> [WHAT TO PRODUCE]:
Could the whole of the data below be written out verbatim?

> [SUPPLIED RECORDS]:
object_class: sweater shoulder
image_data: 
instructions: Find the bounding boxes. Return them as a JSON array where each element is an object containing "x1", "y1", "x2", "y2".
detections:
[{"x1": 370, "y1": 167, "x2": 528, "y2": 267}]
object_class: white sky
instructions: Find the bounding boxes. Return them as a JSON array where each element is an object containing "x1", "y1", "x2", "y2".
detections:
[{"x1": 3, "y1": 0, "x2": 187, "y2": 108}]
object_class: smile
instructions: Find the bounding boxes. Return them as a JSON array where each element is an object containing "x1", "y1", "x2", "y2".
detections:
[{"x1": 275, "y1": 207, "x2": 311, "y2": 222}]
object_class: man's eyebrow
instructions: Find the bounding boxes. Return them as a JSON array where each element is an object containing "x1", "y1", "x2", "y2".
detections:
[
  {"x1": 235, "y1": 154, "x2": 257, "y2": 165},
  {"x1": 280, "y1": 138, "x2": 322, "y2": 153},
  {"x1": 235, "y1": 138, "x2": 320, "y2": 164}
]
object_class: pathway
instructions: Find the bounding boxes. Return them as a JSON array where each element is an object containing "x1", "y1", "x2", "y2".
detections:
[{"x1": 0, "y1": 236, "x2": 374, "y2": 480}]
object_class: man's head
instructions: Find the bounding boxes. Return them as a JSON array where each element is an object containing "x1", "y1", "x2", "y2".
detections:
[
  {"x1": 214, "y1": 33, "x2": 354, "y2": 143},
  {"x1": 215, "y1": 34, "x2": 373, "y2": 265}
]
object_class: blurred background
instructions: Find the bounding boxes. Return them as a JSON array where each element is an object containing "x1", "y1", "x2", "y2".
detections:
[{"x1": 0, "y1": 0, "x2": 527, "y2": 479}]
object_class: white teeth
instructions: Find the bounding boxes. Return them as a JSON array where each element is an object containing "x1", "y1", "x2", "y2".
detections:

> [ANSWER AREA]:
object_class: sweater shoulder
image_data: 
instructions: Find the bounding boxes. Return them as a JSON array where each element is an object containing "x1", "y1", "x2", "y2".
detections:
[{"x1": 370, "y1": 167, "x2": 528, "y2": 267}]
object_class: white sky
instructions: Find the bounding boxes. Return them as a JSON array where each element is an object containing "x1", "y1", "x2", "y2".
detections:
[{"x1": 3, "y1": 0, "x2": 187, "y2": 108}]
object_class: smile
instructions: Find the bounding boxes. Return them as a JSON array where each element is an object containing "x1", "y1", "x2", "y2".
detections:
[{"x1": 275, "y1": 207, "x2": 311, "y2": 222}]
object_class: man's eyebrow
instructions: Find the bounding boxes. Return them as a JSON array where each element is an object containing "x1", "y1", "x2", "y2".
detections:
[
  {"x1": 235, "y1": 154, "x2": 257, "y2": 165},
  {"x1": 280, "y1": 138, "x2": 322, "y2": 153},
  {"x1": 235, "y1": 138, "x2": 320, "y2": 164}
]
object_class: pathway
instructions: Find the bounding boxes. Return them as a JSON array where each element is an object containing "x1", "y1", "x2", "y2".
detections:
[{"x1": 0, "y1": 236, "x2": 374, "y2": 480}]
object_class: man's head
instructions: Find the bounding boxes. Return them as a JSON array where each element is an object containing "x1", "y1", "x2", "y2".
detections:
[
  {"x1": 214, "y1": 33, "x2": 354, "y2": 143},
  {"x1": 215, "y1": 34, "x2": 373, "y2": 265}
]
object_class: blurred background
instructions: Find the bounding boxes. Return them as a JSON array where each element is an object containing "x1", "y1", "x2", "y2".
detections:
[{"x1": 0, "y1": 0, "x2": 527, "y2": 479}]
object_class: white teeth
instructions: Find the bounding boxes. Return them as a JSON array where each element is an object containing "x1", "y1", "x2", "y2".
detections:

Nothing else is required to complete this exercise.